_Task details_
The full set of entries below should be transcribed exactly.

Saved entries:
══════

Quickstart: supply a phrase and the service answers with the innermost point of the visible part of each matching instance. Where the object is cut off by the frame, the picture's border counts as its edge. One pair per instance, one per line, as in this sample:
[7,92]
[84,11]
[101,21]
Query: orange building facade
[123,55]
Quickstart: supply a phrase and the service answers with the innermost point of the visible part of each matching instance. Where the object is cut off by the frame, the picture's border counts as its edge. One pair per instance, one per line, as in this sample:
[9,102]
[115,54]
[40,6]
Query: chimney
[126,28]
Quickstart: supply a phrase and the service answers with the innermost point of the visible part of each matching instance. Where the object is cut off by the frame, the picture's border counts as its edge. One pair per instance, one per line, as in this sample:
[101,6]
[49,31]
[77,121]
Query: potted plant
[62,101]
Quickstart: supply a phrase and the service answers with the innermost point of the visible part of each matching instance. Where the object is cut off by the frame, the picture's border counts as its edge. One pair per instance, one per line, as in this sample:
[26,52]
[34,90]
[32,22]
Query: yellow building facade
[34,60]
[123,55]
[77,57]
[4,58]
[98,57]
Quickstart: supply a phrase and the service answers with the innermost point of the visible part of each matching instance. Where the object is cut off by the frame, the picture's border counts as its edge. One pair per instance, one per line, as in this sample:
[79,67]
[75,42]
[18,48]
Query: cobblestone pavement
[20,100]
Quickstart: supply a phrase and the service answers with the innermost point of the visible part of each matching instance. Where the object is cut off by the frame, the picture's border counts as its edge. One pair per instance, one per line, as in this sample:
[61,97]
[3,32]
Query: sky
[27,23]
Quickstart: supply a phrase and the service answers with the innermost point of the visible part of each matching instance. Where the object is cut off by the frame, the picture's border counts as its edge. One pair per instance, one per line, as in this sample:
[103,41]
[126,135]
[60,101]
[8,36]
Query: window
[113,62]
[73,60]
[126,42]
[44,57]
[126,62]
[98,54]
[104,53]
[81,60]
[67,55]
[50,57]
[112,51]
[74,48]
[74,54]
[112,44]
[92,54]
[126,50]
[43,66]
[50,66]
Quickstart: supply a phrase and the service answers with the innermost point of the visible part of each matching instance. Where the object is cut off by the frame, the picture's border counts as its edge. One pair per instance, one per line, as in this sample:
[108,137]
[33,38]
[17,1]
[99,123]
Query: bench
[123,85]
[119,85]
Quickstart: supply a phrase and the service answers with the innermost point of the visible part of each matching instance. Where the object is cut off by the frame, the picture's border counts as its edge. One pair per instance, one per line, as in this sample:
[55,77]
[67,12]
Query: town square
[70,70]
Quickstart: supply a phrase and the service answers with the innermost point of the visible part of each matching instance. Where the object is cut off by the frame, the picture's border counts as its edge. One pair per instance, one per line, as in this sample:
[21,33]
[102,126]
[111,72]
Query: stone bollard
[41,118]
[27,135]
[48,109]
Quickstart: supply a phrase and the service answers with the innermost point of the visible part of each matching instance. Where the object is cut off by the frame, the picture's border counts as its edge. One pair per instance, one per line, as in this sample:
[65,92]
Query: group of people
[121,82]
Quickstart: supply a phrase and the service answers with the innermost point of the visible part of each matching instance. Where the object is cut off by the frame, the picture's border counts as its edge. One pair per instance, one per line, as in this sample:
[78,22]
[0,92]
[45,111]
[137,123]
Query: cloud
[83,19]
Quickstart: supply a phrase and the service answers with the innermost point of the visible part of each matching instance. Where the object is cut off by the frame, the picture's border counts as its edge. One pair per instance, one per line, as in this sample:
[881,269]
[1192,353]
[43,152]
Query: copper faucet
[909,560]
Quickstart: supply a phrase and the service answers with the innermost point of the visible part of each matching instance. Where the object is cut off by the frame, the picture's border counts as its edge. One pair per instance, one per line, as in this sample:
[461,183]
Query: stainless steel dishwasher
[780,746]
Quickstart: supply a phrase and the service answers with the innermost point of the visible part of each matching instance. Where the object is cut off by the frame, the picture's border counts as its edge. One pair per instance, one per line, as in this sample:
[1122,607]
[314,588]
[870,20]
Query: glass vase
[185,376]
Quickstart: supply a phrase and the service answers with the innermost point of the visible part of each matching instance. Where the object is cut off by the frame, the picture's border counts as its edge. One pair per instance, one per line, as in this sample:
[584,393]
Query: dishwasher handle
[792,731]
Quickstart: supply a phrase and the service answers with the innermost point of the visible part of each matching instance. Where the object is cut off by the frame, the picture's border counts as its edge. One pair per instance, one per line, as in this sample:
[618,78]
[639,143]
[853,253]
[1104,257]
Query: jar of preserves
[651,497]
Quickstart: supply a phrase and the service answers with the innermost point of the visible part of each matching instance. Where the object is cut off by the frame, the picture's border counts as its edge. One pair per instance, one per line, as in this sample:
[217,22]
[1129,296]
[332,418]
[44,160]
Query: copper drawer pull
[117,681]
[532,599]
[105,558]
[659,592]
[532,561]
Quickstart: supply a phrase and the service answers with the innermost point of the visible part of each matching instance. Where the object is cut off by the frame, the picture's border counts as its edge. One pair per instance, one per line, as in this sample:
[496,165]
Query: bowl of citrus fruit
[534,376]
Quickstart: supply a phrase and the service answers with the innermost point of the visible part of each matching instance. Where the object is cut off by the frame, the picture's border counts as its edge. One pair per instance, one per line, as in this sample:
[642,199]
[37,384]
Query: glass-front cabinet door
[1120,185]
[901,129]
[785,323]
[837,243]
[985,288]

══════

_Written solution_
Quickstart: supply a phrase and the service answers with the innermost point of the visible part of each matching instance. Where the object is cut off by the frame, the picture's border counts as its edge. One pair per instance, one per line, as in this sample:
[7,92]
[84,11]
[101,21]
Query: orange building facade
[123,55]
Quickstart: supply a phrase and the service answers with the innermost point of the visible part of each matching instance. Where the object is cut off by the frame, the picture's border counts as its edge. One pair per instance, one per line, as in this sample:
[9,102]
[115,54]
[40,6]
Query: chimney
[126,28]
Quickstart: supply a phrase and the service answers with the innermost point of the visible part of each matching instance. Where the object is cut off by the frame, the picture's border counts as its edge. One pair per instance, one per line, as in this sample:
[101,6]
[49,31]
[77,121]
Query: potted plant
[62,101]
Quickstart: supply a phrase and the service answers with the innermost point of the visible part of each matching instance. Where the object is cut off by the frame, the picture's border counts as its edge. One pair per instance, one per line, as in this sample:
[26,52]
[34,90]
[32,22]
Query: yellow building facade
[34,60]
[123,55]
[77,57]
[4,58]
[98,57]
Quickstart: supply a phrase and the service answers with the innermost point of the visible part of each matching instance. Where the object is cut off by the frame, the picture's border counts as its edge. One pair per instance, one per line, as in this sample:
[79,67]
[75,42]
[18,48]
Query: cobblestone pavement
[20,100]
Quickstart: supply a phrase and the service answers with the innermost point of the visible part of each matching instance. Where the object is cut off by the frame, the picture's border counts as its edge. One pair per instance, one per line, as in this sample:
[61,97]
[3,32]
Query: sky
[27,23]
Quickstart: supply a phrase and the service answers with the innermost point of the visible part of each matching instance. Where the object is cut off by the frame, the picture's border counts as its edge. One pair per instance, one per line, as in this sample:
[103,41]
[126,135]
[60,101]
[8,36]
Query: window
[113,62]
[73,60]
[126,42]
[44,57]
[126,62]
[98,54]
[104,53]
[81,60]
[67,55]
[50,57]
[112,51]
[74,48]
[74,54]
[112,44]
[92,54]
[126,50]
[43,66]
[50,66]
Quickstart: supply a phrase and the service answers with the innermost point of the visible part of each matching instance. Where the object is cut off by the frame, the picture's border counts as its edge. One pair per instance, one per line, as in this sample:
[108,137]
[33,38]
[17,1]
[99,123]
Query: bench
[123,85]
[119,85]
Quickstart: supply a phrase and the service answers with the innermost point of the visible part of each matching instance. Where the object is cut off by the frame, the picture's border counts as its edge. One pair per instance, one per line, as in this sample:
[55,77]
[67,12]
Query: town square
[70,70]
Quickstart: supply a phrase and the service answers with the innermost point of the visible part of each matching instance. Where the object is cut off by the frame, the picture's border counts as its edge. One pair per instance, one per line, as in this sample:
[21,33]
[102,126]
[111,72]
Query: stone bollard
[41,118]
[27,135]
[48,109]
Quickstart: supply a phrase and the service answers with the innermost point of the visible part of each matching instance. Where the object is cut off by the frame, the picture's border counts as its edge. One pair per instance, one per line, as in this sample:
[65,92]
Query: group of people
[121,82]
Quickstart: supply a phrase and the service answers with the innermost point of the visible part of each matching instance. Where the object is cut off by the frame, the picture's border counts as its edge. One pair per instance, one per line, as in this sample:
[78,22]
[0,92]
[45,111]
[137,123]
Query: cloud
[83,19]
Quickstart: supply a phrase and the service answers with the innermost point of the visible part of each matching instance. Where the object is cut off by the frame, the picture's border counts as its edge. One pair per instance, one per line, as in this sample:
[881,269]
[1192,353]
[43,152]
Query: copper faucet
[909,560]
Quickstart: supply a phrase and the service answers with the innermost point of the visible part of each matching instance. Where the object is cut off by the frame, the picture's border counts as its edge. One pair per instance, one per line, as in this sample:
[461,183]
Query: stainless steel dishwasher
[780,746]
Quickstart: supply a phrase and the service answers with the innermost point of the visible part of each matching instance. Where the object is cut off by the frame, the picture's border counts as its edge. One pair per instance, one per line, as in this sample:
[1122,607]
[314,588]
[870,20]
Query: glass vase
[185,376]
Quickstart: supply a phrase and the service answers with the innermost point of the visible part of each matching instance. Where the object is cut off by the frame, the picture's border counts as its edge. One pair per instance, one per line, as in this sample:
[584,393]
Query: dishwasher handle
[792,731]
Quickstart: supply a phrase and the service answers with the innermost point of the visible part of each matching instance. Where the object is cut off by the frame, the picture's border counts as its edge. One pair per instance, one per line, as in this sample:
[618,78]
[639,143]
[853,253]
[1104,257]
Query: jar of preserves
[651,497]
Quickstart: supply a phrase and the service answers with the innermost point of the visible part of each matching instance. Where the object is cut off by the frame, the picture's border counts as its edge. One pair per instance, one per line, as in this sample:
[217,22]
[1129,296]
[332,418]
[44,160]
Query: copper drawer pull
[117,681]
[532,599]
[105,558]
[659,592]
[532,561]
Quickstart: supply a phrase and the service answers with the innermost point of the visible part of each matching instance. Where the object is cut off by the frame, the picture's border counts as its edge. One pair per instance, one per line, as in this sample:
[496,165]
Query: bowl of citrus fruit
[534,376]
Quickstart: supply a phrase and the service answers with the innermost point of the visible part of each matching instance. Where the object is cut off by the frame, the picture's border counts as its edge. One pair per instance, one per line, as in this sample:
[642,199]
[37,384]
Query: glass-front cabinet door
[1120,185]
[901,129]
[785,323]
[837,243]
[985,288]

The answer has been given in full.